START PROVIDED ENTRIES

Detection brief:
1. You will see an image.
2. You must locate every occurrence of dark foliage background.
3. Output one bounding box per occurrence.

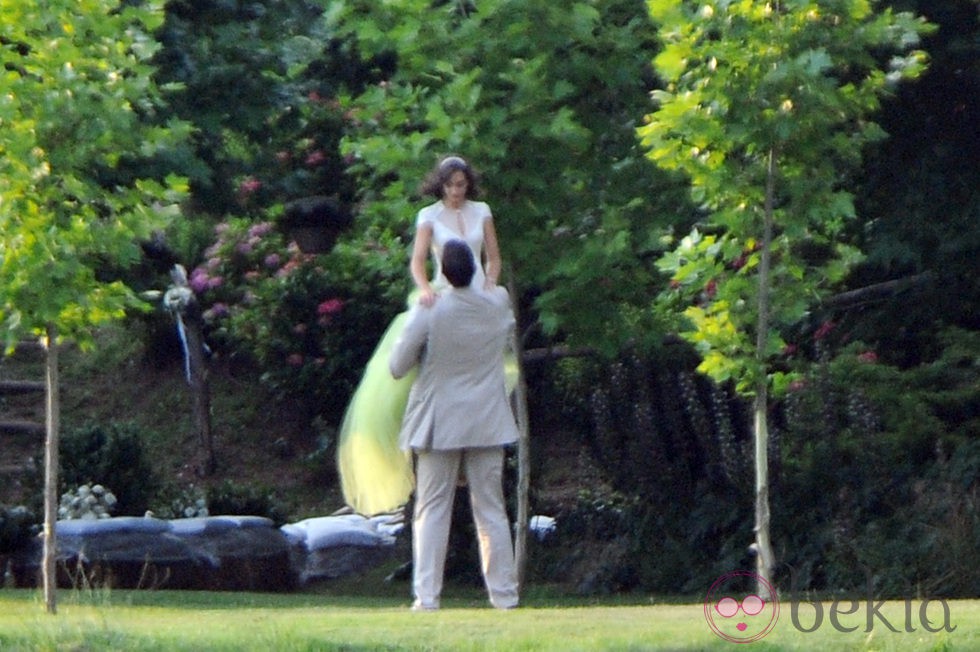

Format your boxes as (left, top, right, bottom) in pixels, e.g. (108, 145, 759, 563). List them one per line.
(0, 0, 975, 599)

END PROVIDED ENTRIES

▶ **WORK REQUIRED**
Only lines with the word "occurrence" belong in the answer; copy each of them from the material above.

▶ **ANSWER TO THIS TASK**
2. You must locate every occurrence of dark foliage background.
3. Output one bounding box per occurrence.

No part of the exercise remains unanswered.